- **TEXTE CITÉ**

# # #

Paris (75)

Lancement de l’Académie des futurs leaders : une école du militantisme unique en son genre

Publié le 06/12/2021

Elle est l’une des entrepreneuses sociales les plus influentes en France depuis qu’elle a co-fondé Singa, vaste réseau associatif spécialisé dans l’intégration des personnes réfugiées et migrantes. Alice Barbe, 34 ans, a les idées qui fusent. Mais elle sait aussi parfaitement passer à l’action et donner vie à ses utopies. Alors que nous entrons dans le tunnel des élections présidentielles, elle a ressenti le besoin de fonder une école d’un genre nouveau. Dès janvier, l’Académie des futurs leaders, située dans le campus de l’université américaine Columbia à Paris, verra le jour et accompagnera pendant six mois quinze activistes déjà mobilisés qui veulent encore muscler leurs compétences et donc leur impact social et écologique.

Actu-juridique : Dans cette académie d’un genre nouveau, qui sont les futurs leaders que vous aimeriez voir accompagnés ?

# # #

- **ENTRÉES FOURNIES**
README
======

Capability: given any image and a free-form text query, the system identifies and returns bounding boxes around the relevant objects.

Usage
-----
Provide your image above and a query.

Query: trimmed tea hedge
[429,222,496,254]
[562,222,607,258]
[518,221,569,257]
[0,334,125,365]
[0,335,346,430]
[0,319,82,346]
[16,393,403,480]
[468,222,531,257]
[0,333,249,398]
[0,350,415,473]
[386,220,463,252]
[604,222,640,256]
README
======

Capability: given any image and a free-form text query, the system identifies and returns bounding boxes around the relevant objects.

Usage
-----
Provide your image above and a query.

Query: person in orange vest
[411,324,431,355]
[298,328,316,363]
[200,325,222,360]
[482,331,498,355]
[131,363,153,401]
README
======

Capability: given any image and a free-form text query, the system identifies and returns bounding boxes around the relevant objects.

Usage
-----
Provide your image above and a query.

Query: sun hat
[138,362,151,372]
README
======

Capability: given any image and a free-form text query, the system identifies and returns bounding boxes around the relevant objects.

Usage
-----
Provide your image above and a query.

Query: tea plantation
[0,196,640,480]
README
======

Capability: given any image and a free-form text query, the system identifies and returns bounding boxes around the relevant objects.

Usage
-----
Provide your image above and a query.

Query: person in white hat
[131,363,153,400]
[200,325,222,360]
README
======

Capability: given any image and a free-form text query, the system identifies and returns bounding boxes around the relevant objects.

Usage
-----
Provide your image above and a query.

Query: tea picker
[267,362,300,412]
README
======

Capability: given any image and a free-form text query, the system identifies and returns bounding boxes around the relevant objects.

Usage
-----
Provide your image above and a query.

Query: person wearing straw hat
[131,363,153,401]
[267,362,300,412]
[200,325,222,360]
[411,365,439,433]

# # #

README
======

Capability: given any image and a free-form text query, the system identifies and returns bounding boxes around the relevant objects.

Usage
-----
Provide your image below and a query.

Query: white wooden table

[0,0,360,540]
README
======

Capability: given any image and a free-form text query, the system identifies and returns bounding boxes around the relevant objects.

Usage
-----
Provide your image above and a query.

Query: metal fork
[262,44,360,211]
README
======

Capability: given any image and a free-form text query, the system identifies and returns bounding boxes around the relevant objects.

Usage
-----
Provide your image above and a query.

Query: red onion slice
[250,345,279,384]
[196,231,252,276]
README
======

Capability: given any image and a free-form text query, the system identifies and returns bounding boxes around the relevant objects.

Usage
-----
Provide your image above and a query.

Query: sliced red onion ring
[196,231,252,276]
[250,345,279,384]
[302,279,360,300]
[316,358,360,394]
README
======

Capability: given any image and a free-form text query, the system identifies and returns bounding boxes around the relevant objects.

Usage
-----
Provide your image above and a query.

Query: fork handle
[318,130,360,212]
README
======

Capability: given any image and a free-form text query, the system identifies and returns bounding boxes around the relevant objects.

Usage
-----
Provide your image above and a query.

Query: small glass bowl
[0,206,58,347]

# # #

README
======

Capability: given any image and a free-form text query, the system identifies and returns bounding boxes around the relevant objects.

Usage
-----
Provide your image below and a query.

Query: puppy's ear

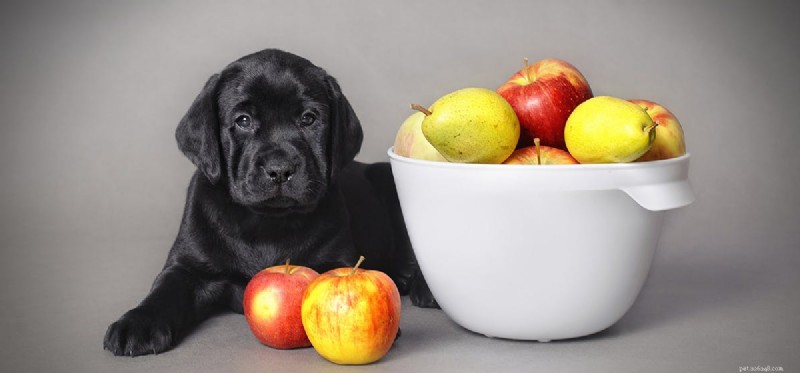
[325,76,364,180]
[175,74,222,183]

# # #

- **CONSIGNE**
Modifiez, s'il vous plaît, un passage de l'article sur l'Académie des futurs leaders : recopiez-le de « Publié le 06/12/2021 » à « aimeriez voir accompagnés ? » en remplaçant « six mois » par « neuf mois ».

- **CORRIGÉ**
Publié le 06/12/2021

Elle est l’une des entrepreneuses sociales les plus influentes en France depuis qu’elle a co-fondé Singa, vaste réseau associatif spécialisé dans l’intégration des personnes réfugiées et migrantes. Alice Barbe, 34 ans, a les idées qui fusent. Mais elle sait aussi parfaitement passer à l’action et donner vie à ses utopies. Alors que nous entrons dans le tunnel des élections présidentielles, elle a ressenti le besoin de fonder une école d’un genre nouveau. Dès janvier, l’Académie des futurs leaders, située dans le campus de l’université américaine Columbia à Paris, verra le jour et accompagnera pendant neuf mois quinze activistes déjà mobilisés qui veulent encore muscler leurs compétences et donc leur impact social et écologique.

Actu-juridique : Dans cette académie d’un genre nouveau, qui sont les futurs leaders que vous aimeriez voir accompagnés ?